-- begin MATERIAL SUPPLIED --
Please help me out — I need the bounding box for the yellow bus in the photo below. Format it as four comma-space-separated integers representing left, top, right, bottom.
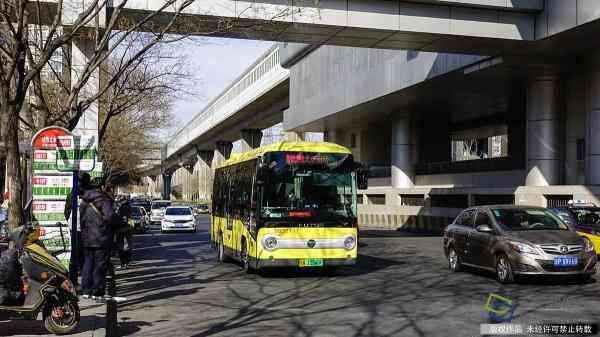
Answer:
211, 142, 367, 272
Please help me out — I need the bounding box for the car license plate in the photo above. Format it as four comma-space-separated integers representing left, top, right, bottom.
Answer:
554, 256, 579, 267
299, 259, 323, 267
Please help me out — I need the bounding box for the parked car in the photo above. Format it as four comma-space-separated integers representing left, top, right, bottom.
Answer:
131, 199, 152, 213
443, 206, 597, 283
150, 200, 171, 225
129, 206, 149, 232
160, 206, 196, 233
552, 202, 600, 255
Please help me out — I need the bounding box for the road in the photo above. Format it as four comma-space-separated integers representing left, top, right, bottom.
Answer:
0, 217, 600, 337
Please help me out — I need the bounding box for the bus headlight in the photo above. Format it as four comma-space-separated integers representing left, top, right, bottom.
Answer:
344, 236, 356, 250
263, 236, 277, 250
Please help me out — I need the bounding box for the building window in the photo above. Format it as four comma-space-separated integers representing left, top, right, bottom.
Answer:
452, 125, 508, 161
577, 138, 585, 160
400, 194, 425, 206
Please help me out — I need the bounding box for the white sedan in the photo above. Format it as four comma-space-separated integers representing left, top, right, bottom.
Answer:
160, 206, 196, 233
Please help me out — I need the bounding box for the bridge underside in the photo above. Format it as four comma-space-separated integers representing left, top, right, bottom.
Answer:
163, 79, 289, 168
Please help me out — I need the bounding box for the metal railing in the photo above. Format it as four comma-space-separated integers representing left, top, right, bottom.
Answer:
166, 46, 285, 155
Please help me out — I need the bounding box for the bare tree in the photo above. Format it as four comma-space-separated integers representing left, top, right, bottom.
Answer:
0, 0, 298, 227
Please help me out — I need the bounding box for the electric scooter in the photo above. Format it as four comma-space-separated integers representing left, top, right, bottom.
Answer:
0, 224, 80, 335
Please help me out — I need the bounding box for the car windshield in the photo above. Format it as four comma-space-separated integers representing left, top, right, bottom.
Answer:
261, 152, 356, 220
165, 207, 192, 215
152, 201, 171, 209
492, 208, 569, 231
573, 208, 600, 225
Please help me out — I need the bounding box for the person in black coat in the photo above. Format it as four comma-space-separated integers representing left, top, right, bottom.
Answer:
80, 182, 117, 298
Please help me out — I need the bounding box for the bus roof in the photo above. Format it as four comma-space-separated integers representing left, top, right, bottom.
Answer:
219, 141, 352, 167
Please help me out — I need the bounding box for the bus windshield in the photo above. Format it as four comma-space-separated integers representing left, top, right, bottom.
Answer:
261, 153, 356, 221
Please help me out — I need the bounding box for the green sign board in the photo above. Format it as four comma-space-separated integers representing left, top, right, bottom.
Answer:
56, 136, 97, 172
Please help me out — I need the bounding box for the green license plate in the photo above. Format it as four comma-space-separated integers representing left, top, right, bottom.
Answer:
300, 259, 323, 267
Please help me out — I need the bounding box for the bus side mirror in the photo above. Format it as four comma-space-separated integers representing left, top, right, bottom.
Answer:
356, 167, 369, 190
256, 165, 269, 187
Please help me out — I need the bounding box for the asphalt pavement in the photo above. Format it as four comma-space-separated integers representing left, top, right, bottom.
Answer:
0, 217, 600, 337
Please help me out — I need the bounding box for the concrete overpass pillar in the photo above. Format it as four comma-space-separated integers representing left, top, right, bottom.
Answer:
390, 114, 414, 188
283, 131, 304, 142
585, 52, 600, 185
525, 76, 562, 186
162, 172, 172, 200
197, 150, 215, 200
242, 129, 262, 152
212, 141, 233, 172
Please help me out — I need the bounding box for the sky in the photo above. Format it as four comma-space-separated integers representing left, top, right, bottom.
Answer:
172, 38, 273, 129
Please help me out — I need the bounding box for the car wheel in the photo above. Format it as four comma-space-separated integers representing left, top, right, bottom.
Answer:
496, 254, 515, 284
448, 247, 462, 273
240, 241, 252, 274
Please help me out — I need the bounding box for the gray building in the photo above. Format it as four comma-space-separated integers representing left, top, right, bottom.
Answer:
280, 7, 600, 228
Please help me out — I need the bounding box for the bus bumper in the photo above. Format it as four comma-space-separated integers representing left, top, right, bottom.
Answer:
256, 258, 356, 269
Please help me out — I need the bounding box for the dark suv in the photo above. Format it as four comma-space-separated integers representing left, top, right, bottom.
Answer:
0, 221, 8, 252
443, 206, 597, 283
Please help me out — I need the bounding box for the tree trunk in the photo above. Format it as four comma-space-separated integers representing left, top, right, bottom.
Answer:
2, 104, 23, 230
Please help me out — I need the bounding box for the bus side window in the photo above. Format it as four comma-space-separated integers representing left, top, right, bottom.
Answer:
212, 170, 221, 216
-- end MATERIAL SUPPLIED --
> [TO DO] Reproduce every entry above, swapping "Please help me out" for "I could use some help" and keeping everything else the same. Omit the pictures.

> [EXERCISE SOLUTION]
I could use some help — I need the bounding box for the yellow bus in the photo below. Format it as four comma-space-separated integers representing left, top, right, bottom.
Answer:
211, 142, 367, 272
I could use some help — I need the bounding box for the car license plate in the photo above. Format it as four comma-space-separated integers representing left, top, right, bottom.
Answer:
554, 256, 579, 267
299, 259, 323, 267
I could use some help — I need the bounding box for the parked car in the photo above. Format it as four comma-space-separated integers representing left, top, right, bottom.
Answer:
131, 199, 152, 213
443, 206, 597, 283
150, 200, 171, 225
129, 206, 149, 232
160, 206, 196, 233
552, 202, 600, 255
I could use some help — I need the bounding box for the road in the photo above. Format it as four comma-space-separated integers representing left, top, right, bottom.
Answer:
0, 217, 600, 337
I could use some help — I need the bounding box for the bus headlight in the photo above. Format it as four comma-space-separated integers representing left, top, right, bottom.
Answer:
344, 236, 356, 250
263, 236, 277, 250
I could use some help — I need the bounding box for the building window in the photo above. Format it as four comma-space-separated integers representing left, top, right, bottom.
Answer:
452, 125, 508, 161
577, 138, 585, 160
400, 194, 425, 206
I could use some help — I need the bounding box for the white sedan in the photo above. Format it as four comma-space-separated integers representing left, top, right, bottom.
Answer:
160, 206, 196, 233
I could use some help — I need the bounding box for the bridge underside in the photo above. Format it as four comma-space-separated integers representing left, top, right, bottom.
Answer:
163, 79, 289, 168
I could use some help — I need the bounding box for the metal railing in the photo above. Format it as four comma-space-separated integers representing left, top, right, bottom.
Answer:
166, 46, 285, 155
I could use some help — I need the bounding box for the bare tree in the photo above. Format it as four comma-space-separated integers representing left, top, right, bottom.
Answer:
0, 0, 298, 227
I could use some help — I need the bounding box for the electric scooter in the photo above. Format it as four comma-space-separated integers representing left, top, right, bottom.
Answer:
0, 224, 80, 335
I could use some help — I need the bounding box for the car windshield in the photo above. Format it as four comma-space-separated integers representing left, top, right, bottom.
Answer:
261, 152, 356, 220
165, 207, 192, 215
152, 201, 171, 209
492, 208, 569, 231
573, 208, 600, 225
I could use some help — I need the bounding box for the person in black coat in the photo above. Format it as four comma-space-separated integers representing left, top, right, bottom.
Answer:
80, 182, 117, 298
I could use some help — I need the bounding box for the bus roof in the photo above. Format it as four comma-space-separated integers representing left, top, right, bottom.
Answer:
219, 141, 352, 167
I could use some help — I need the bounding box for the bus windshield in the photo above. Format it as four comma-space-separated integers representing left, top, right, bottom.
Answer:
261, 153, 356, 221
I could use some help — I need the bounding box for the green sign board in the photo above. Format it as four comma-space-separated integers representing left, top, right, bottom.
Answer:
56, 136, 97, 172
I could use some help — I need the bounding box for the green license plate in the photo above. Format it as four comma-space-separated integers representing left, top, right, bottom.
Answer:
300, 259, 323, 267
I could use some help — I need the bounding box for the bus side mirror in the photo above. Format it as four comma-space-separated integers representing left, top, right, bottom.
Answer:
356, 167, 369, 190
256, 165, 269, 187
I could use some help — I need the bounding box for the asphalt pavement in the photo above. Format it as four comma-space-separated integers representing left, top, right, bottom.
Answer:
0, 217, 600, 337
I could use some help — I need the bounding box for the concrete overpass pillar in the photo above. Format it as four comma-space-separated integers representing left, top, right, bottom.
Answer:
390, 114, 414, 188
283, 131, 304, 142
585, 52, 600, 185
525, 76, 562, 186
162, 172, 172, 200
197, 150, 215, 200
242, 129, 262, 152
212, 141, 233, 172
I could use some help — I need the bounding box for the sky in the photo above. Format it as four comma-space-separated integers representing left, top, right, bottom.
Answer:
172, 38, 273, 129
I could use some help — I need the bounding box for the car wheel in the photo above. Format it as four comma-space-separated integers representing left, top, right, bottom.
Answer:
496, 254, 515, 284
448, 247, 462, 273
240, 241, 252, 274
I could use some help — I need the bounding box for the gray building in the photo above. Format it as four comma-space-separated integers representing left, top, right, bottom.
Answer:
280, 7, 600, 228
I could use some help — I need the bounding box for the bus bumper in the photo above. Format it as four comma-space-separated integers representing left, top, right, bottom.
Answer:
256, 258, 356, 269
I could use some help — I need the bounding box for the dark suv in the photo above. Format it as four comma-space-separated integers representing left, top, right, bottom.
Answer:
0, 221, 8, 252
443, 206, 597, 283
I could use some help — I need the bounding box for the tree trunk in the photo above. Format it as four comma-space-separated integers representing left, top, right, bottom.
Answer:
2, 104, 23, 230
I could use some help — I need the bounding box for the bus side window in the photo above. Format it as four comma-space-separated integers representing left, top, right, bottom.
Answer:
212, 170, 221, 216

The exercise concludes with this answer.